-- Исходный текст --
/---

Ведь самое весомое искушение в череде остальных, как на смертном одре льют слезы за напрасно прожитые годы в этой гонке за «халявой», ибо у савана нет карманов. И эти глупые «отмазки», что хватал, что не попадя, для детей своих, просто фикция!
Вся ценность жизни в том, что достигнуто своим трудом и трудом детей, в том числе. Как это тупо и глупо, и как все просто понять!
Я много знаю о блокаде Ленинграда. В те далекие и в то же время близкие времена в моем роду погибли там две тетки. Они отгрызли себе пальцы на руках, так рассказывала мама. Как отдавали золото барыгам в обмен на хлеб, наверное, известно всем.
Можно отдать все за глоток воды, за корку хлеба, если на кону стоит вопрос жизни и смерти. Неужели сложно это представить? С исчезновением жителей села Ильичевка легко представить, что ты один на земле, и это все твое…
К нашему горю, иначе я происходящее назвать не могу, современная политика внесла свои коррективы во все уголки нашей необъятной… Сплошная, тупая, извините, неадекватная зависть правит жизнью.
Зомбированные люди плачут, плачут искренне… от зависти! Ставят крест на своей жизни от той же черной зависти. Да что это? Не оглядываясь ни на историю, ни на прошлое свое.
Какая там консолидация? Хорошо тому, у кого у соседа хуже! Нас что, только война может объединить? Нужно радоваться жизни, мирному небу, солнышку, и что сосед еще жив и с ним можно поговорить. Люди исковеркованы этой нелепой переоценкой ценностей, навязанной некоторыми заинтересованными людишками сверху.
Но как я рад, что находятся еще адекватные. Авдеенко Н.Х. взял вот и помог инвалиду 1-ой группы, уголь привез на дом. Но и тут не обошлось без зависти. Чему? Инвалидности что ли?
Некая Надежда из Фокино выписала на деревню газету «Арсеньевские вести». Сколько бы я ни добивался ее данных, дабы поблагодарить, но так и не нашел. Спасибо вам, Надя! У вас все будет хорошо в жизни! Это я вам говорю! Я знаю и вижу, что пишу. Это не философия и не демагогия, а факт!
А пишу я для вас и статьи, и рассказы о людях. В их память. В память о жизни настоящей, а не виртуальной.
За молодежь тревожно! Много лет их зомбируют, а взрослые достучаться до их сознания не могут, да и вряд ли смогут.

\---

-- Предоставленные записи --
/---

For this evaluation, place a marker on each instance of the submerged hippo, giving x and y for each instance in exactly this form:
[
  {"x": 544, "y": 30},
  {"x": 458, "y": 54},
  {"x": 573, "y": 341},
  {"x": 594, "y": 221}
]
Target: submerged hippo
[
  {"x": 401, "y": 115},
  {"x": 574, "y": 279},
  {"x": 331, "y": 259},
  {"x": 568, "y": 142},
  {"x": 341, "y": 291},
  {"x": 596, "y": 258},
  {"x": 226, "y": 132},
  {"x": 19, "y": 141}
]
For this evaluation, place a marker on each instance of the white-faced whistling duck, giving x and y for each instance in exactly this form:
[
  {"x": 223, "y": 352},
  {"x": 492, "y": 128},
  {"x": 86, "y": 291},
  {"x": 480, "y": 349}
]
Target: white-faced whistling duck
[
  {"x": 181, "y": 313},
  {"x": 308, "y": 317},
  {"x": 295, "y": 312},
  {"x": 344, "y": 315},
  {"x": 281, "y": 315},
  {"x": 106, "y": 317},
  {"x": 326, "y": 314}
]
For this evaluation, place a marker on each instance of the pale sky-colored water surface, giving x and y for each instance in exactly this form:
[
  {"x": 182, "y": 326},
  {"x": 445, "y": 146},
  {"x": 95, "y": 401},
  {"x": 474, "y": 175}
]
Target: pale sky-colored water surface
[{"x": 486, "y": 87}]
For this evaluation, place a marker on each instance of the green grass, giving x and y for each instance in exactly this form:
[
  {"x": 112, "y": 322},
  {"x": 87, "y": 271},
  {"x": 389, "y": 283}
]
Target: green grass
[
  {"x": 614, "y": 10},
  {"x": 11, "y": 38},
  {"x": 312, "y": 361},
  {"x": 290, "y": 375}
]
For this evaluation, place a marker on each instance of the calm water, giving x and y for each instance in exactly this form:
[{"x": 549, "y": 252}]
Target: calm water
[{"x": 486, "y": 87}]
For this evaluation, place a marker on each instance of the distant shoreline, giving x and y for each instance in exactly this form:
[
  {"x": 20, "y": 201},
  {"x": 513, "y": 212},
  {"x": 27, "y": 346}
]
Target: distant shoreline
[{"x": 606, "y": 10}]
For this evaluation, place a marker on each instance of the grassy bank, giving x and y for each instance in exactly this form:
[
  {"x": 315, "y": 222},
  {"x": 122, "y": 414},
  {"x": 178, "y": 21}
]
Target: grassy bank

\---

Повторите слово в слово часть заметки о зависти и ценностях жизни: всё от слов «Ведь самое весомое» вниз до слов «своих, просто фикция!».

-- Готовое решение --
Ведь самое весомое искушение в череде остальных, как на смертном одре льют слезы за напрасно прожитые годы в этой гонке за «халявой», ибо у савана нет карманов. И эти глупые «отмазки», что хватал, что не попадя, для детей своих, просто фикция!